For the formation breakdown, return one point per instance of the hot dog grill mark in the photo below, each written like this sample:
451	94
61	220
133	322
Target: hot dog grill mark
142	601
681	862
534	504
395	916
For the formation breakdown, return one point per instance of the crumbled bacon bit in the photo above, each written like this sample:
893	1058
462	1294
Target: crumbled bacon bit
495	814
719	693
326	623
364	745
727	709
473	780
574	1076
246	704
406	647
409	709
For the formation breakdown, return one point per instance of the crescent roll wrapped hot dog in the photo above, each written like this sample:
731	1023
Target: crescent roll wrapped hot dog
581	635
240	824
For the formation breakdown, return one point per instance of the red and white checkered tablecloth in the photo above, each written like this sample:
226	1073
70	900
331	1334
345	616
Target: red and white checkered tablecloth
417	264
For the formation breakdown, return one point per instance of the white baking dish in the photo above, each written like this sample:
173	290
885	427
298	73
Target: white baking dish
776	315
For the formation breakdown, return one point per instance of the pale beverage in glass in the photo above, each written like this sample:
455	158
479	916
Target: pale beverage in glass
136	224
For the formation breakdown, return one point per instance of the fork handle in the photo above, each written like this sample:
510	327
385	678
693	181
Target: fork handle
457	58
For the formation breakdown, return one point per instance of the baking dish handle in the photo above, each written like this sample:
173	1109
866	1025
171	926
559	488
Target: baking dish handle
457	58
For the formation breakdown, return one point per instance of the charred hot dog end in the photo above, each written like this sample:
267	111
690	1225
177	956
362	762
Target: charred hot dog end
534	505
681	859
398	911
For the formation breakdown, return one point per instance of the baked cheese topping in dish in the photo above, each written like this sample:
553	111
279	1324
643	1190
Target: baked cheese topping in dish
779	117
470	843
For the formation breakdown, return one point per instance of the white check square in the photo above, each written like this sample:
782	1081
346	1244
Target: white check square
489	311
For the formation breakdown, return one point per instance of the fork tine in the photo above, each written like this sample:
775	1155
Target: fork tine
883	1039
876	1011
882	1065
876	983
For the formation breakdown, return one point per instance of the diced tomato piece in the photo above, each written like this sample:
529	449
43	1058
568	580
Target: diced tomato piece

EXERCISE DIRECTIONS: Give the records back in full, word for word.

RESPONSE TO THE EXERCISE:
For the formation breakdown, return one point per instance of the hot dog grill mark in the photo below, each written like this sample:
451	94
61	220
133	322
Target: hot dog grill mark
142	601
681	862
534	504
395	916
For the formation breakdown, return one point per instance of the crumbled bacon bit in the photo above, each written like this sample:
893	1058
462	1294
Target: crumbled bacon bit
495	814
719	693
326	623
364	745
727	709
473	780
574	1076
246	704
406	647
409	709
For the formation breakdown, return one point per instance of the crescent roll wrapped hot dog in the photo above, each written like this sample:
731	1023
Target: crescent roll wrapped hot dog
581	635
240	824
For the formation breakdown, return one point per instance of the red and white checkered tablecloth in the photo above, each written like this sample:
226	1073
70	900
331	1334
345	616
Target: red and white checkered tablecloth
417	264
For the formation breakdown, return one point per instance of the white baking dish in the photo above, each written like this sample:
173	290
885	427
298	73
Target: white baking dish
776	315
For the formation breakdown, return one point per instance of the pale beverage in glass in the photo above, each written like this sample:
455	158
479	916
Target: pale beverage in glass
136	224
For the formation breakdown, return one point per instance of the fork handle in the photo above, each written like this sample:
510	327
385	678
693	181
Target: fork handle
457	58
For the formation breakdown, return one point per instance of the baking dish handle in the photo above, each written like this sample:
173	1109
866	1025
171	926
559	488
Target: baking dish handle
457	58
For the formation breakdown, return one point per instance of the charred hot dog end in the photo above, each written like this sample:
267	111
690	1225
177	956
362	762
Target: charred hot dog end
534	505
681	859
398	911
For the formation breakdown, return one point per instance of the baked cheese topping in dish in the photo above, each written like this sample:
553	111
279	1324
643	1190
Target: baked cheese topping in dish
779	117
470	843
For the formation breakdown, return one point per instance of the white check square in the photo above, each written like this sample:
782	1081
346	1244
Target: white check square
489	311
For the formation breakdown, return one point per instance of the fork tine in the photo above, each written like this sample:
775	1155
Target: fork tine
883	1039
876	1011
882	1065
876	983
For the formation breakdown, return one point per instance of the diced tomato piece in the photo above, each written like this sample:
529	449
43	1058
568	580
Target: diced tomato piece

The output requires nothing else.